* [DATA IN THIS EXERCISE]
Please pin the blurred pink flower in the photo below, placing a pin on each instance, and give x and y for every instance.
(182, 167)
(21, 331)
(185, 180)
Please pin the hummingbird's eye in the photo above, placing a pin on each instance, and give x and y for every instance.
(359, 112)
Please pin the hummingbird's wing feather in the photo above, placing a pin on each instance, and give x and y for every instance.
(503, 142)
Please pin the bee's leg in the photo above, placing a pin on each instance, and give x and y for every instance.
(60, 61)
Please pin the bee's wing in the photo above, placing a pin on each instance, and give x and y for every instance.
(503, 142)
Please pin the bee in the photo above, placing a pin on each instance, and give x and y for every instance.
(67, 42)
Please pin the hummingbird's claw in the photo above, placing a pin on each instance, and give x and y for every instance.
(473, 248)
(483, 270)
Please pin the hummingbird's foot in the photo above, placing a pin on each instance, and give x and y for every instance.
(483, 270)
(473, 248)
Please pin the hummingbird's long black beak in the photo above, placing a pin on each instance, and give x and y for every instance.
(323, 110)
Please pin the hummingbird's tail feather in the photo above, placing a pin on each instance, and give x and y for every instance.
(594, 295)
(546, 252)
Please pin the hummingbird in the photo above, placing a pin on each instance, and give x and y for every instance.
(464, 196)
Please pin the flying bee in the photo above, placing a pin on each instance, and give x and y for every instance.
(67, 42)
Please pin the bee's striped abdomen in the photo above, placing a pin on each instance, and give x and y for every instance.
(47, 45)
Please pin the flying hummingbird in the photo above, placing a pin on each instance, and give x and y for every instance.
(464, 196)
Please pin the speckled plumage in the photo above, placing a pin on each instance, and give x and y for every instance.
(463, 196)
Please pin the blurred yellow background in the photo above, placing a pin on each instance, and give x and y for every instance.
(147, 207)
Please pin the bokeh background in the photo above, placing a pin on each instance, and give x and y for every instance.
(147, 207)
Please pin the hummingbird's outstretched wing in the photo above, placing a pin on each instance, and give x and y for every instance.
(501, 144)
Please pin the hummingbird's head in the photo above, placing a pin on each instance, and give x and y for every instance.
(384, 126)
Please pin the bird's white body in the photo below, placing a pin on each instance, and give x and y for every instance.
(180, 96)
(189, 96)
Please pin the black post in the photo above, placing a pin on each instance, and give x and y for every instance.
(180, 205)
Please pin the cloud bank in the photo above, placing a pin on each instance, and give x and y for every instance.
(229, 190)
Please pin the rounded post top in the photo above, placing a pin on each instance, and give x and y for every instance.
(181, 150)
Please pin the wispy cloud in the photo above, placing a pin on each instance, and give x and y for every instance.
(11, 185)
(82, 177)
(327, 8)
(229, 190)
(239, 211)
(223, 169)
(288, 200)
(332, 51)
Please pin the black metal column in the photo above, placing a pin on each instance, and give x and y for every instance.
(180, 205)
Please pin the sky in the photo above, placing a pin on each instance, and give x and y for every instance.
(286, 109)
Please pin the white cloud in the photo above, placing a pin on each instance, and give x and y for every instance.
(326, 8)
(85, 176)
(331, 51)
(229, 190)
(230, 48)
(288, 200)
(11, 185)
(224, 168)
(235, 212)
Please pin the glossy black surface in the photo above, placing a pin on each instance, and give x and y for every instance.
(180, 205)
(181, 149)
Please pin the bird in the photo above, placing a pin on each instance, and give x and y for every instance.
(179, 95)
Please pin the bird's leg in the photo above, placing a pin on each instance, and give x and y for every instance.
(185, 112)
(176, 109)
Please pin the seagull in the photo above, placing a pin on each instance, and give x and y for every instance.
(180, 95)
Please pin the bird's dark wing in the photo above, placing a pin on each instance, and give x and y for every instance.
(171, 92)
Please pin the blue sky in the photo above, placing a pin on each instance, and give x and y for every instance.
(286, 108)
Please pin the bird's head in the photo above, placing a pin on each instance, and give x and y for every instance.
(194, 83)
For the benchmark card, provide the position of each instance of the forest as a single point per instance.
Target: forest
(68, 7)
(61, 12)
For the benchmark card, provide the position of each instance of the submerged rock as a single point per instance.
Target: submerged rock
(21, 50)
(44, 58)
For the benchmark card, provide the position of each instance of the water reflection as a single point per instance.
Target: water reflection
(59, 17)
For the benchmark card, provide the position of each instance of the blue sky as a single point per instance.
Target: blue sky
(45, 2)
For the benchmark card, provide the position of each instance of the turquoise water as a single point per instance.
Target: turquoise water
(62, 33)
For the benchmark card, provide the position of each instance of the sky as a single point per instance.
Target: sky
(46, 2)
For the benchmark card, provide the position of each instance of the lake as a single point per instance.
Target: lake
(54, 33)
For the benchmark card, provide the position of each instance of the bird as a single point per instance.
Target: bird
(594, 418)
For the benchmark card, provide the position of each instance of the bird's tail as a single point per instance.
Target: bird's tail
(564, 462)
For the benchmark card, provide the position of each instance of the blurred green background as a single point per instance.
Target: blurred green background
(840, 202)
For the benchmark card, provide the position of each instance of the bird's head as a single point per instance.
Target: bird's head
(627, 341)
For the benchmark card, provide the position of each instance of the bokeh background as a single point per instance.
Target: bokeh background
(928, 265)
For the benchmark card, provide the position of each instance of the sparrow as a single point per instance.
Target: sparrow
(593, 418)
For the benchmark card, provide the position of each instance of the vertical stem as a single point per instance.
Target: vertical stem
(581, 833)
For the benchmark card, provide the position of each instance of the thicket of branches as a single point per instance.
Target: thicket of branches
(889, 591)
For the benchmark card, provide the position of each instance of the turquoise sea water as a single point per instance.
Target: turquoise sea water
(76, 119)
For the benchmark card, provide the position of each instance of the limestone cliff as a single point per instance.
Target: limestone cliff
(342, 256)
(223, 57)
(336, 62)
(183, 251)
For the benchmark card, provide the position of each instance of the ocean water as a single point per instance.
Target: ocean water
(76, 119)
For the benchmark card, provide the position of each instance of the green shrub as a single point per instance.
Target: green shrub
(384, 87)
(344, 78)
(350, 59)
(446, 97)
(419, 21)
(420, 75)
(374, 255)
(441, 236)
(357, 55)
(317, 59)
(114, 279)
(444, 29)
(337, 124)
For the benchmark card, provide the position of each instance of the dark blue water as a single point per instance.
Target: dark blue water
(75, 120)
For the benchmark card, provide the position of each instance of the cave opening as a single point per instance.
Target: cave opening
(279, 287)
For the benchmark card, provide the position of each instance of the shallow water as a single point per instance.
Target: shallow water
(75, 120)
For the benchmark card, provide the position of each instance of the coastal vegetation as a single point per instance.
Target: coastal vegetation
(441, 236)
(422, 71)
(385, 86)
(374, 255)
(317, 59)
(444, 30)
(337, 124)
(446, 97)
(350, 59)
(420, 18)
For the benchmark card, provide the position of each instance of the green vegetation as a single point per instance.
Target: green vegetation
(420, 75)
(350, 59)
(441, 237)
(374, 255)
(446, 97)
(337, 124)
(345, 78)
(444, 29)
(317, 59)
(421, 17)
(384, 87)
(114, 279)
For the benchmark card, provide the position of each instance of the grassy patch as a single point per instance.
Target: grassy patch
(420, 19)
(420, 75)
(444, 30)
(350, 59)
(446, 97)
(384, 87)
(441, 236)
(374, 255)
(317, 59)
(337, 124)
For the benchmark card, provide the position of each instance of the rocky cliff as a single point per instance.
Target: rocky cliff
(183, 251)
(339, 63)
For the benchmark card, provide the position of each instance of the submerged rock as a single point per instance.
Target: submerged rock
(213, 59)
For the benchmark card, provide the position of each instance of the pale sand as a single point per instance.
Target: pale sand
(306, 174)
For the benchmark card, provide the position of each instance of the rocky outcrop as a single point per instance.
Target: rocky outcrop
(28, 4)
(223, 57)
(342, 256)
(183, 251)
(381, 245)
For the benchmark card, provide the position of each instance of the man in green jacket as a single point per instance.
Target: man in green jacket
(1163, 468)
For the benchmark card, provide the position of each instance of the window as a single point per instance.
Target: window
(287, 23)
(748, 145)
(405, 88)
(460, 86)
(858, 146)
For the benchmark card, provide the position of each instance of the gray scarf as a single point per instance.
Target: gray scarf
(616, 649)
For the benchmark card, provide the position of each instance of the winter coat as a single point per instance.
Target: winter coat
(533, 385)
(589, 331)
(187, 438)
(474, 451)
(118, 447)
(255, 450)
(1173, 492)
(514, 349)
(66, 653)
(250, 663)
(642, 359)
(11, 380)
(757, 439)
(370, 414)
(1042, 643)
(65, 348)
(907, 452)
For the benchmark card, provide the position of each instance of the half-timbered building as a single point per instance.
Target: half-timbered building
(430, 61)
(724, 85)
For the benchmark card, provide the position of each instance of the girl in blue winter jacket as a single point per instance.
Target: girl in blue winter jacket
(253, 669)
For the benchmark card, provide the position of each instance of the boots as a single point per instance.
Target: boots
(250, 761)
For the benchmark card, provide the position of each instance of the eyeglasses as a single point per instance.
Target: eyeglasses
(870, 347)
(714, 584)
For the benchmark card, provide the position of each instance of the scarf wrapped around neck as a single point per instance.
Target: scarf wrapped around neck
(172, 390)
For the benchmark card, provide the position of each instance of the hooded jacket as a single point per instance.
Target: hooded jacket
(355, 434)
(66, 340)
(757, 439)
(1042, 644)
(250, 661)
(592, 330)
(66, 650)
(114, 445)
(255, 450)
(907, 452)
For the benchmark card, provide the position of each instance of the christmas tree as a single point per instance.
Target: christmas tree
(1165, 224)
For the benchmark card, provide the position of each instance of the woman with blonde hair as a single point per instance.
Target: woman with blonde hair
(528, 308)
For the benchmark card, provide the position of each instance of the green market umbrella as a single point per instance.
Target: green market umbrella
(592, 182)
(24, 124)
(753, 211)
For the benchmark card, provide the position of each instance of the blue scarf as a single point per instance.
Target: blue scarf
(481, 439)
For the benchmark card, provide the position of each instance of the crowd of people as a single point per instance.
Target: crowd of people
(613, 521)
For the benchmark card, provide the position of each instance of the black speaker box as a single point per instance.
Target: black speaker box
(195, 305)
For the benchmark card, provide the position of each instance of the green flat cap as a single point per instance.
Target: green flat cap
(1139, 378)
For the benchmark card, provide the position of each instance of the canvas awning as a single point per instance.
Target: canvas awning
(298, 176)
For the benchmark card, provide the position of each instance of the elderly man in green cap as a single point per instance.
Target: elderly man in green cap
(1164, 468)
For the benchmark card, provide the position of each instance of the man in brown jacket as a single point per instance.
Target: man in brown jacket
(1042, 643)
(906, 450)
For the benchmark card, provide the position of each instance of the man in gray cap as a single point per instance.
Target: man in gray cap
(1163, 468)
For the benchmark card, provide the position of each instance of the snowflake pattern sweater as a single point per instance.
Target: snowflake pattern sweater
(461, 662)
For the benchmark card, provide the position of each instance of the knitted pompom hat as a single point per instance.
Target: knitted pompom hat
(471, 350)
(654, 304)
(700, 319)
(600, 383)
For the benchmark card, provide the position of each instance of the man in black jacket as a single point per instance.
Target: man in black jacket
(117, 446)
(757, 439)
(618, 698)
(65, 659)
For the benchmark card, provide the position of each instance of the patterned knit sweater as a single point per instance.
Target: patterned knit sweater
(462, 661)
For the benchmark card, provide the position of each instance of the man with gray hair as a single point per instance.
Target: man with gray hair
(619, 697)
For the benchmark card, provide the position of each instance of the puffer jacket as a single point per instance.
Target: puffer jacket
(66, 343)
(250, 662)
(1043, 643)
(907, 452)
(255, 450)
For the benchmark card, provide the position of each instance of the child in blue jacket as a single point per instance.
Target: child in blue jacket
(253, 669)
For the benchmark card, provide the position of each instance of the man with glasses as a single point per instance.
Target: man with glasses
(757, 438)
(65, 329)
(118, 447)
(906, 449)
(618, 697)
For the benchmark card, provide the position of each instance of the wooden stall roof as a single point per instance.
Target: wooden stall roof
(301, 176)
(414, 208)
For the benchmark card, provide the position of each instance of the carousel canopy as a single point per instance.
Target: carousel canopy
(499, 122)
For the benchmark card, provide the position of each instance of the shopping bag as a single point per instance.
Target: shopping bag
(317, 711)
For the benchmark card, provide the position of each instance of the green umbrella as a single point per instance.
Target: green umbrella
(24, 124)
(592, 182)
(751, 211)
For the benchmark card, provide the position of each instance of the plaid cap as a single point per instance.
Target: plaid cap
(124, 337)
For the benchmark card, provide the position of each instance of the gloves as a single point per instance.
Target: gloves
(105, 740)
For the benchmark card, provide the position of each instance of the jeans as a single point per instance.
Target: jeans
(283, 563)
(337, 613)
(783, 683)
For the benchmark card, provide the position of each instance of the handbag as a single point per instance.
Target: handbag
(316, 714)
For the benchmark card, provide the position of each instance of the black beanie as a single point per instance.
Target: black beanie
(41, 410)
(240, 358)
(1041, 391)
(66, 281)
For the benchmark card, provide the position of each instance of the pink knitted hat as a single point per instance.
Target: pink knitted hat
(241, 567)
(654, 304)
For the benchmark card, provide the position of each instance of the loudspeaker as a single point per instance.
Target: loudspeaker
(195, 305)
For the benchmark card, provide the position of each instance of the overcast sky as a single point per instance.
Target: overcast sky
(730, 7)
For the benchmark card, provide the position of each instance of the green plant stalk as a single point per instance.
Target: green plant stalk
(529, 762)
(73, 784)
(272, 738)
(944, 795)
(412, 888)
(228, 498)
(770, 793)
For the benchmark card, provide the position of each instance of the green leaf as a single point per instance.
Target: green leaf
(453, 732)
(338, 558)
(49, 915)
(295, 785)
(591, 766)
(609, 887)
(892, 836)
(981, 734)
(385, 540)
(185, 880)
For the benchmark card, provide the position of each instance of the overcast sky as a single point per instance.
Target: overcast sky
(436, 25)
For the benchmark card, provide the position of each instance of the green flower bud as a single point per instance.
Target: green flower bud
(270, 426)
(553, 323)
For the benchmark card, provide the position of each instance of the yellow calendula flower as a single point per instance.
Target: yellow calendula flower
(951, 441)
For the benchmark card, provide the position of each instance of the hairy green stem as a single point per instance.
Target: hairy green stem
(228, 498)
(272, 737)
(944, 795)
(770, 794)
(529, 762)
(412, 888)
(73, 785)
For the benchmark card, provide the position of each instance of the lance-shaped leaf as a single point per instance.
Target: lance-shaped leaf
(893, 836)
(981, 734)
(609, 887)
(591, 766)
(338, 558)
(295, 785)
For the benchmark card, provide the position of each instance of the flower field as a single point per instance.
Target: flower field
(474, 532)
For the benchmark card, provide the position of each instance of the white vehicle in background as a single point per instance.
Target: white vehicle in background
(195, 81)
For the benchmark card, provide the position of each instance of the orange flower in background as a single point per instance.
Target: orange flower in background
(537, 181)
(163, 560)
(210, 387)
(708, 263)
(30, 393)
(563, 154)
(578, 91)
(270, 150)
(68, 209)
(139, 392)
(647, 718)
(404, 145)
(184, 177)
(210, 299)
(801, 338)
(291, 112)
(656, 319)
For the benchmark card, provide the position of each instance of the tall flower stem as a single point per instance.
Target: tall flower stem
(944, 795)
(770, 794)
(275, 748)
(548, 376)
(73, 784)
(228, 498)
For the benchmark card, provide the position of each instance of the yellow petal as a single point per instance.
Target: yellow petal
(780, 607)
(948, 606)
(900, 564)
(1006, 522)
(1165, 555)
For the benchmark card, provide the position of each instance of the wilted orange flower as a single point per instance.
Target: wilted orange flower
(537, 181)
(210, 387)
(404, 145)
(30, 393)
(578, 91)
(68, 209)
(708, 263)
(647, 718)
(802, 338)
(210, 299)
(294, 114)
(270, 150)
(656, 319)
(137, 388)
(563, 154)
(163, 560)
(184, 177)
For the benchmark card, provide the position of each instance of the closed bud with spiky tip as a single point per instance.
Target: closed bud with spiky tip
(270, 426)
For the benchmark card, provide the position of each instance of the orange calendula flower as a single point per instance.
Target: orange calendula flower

* [WHAT THE EXERCISE ASKS] Write out the lines above from the one containing "flower stem as a single point per instance." through the last, exactly as they are.

* [RESULT OF THE EXERCISE]
For the benchmark card, provide the position of each instance of the tall flower stem as a single point per instance.
Target: tall flower stem
(944, 795)
(770, 794)
(275, 748)
(548, 376)
(73, 784)
(228, 498)
For the benchmark card, provide the position of each instance of the yellow petal as a single point per instance.
Target: yellow petal
(780, 607)
(948, 606)
(900, 564)
(1006, 522)
(1165, 555)
For the benchmark card, provide the position of each instance of the wilted orange flower as a single point per instance.
Target: wilted orange flower
(537, 181)
(210, 387)
(404, 145)
(30, 393)
(578, 91)
(68, 209)
(708, 263)
(647, 718)
(802, 338)
(210, 299)
(294, 114)
(270, 150)
(656, 319)
(137, 388)
(563, 154)
(163, 560)
(184, 177)
For the benchmark card, provide the position of each instance of the closed bud with spiky tip as a single point per instance.
Target: closed bud with spiky tip
(270, 426)
For the benchmark card, provide the position of each instance of the orange calendula flower as a single point per instance.
Target: orange calendula flower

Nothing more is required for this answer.